>>>>>
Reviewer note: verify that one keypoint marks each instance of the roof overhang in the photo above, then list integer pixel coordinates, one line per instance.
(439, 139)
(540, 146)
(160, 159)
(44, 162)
<<<<<
Convert the lines above into a Markdown table with two columns, Row and Line. Number each row and skip any blank lines.

# Result below
| Row | Line |
|---|---|
| 1 | Reviewer note: verify that one keypoint marks each instance of the roof overhang in the photo above, then list integer pixel coordinates, one line per instance. |
| 2 | (439, 139) |
| 3 | (540, 146) |
| 4 | (160, 159) |
| 5 | (44, 162) |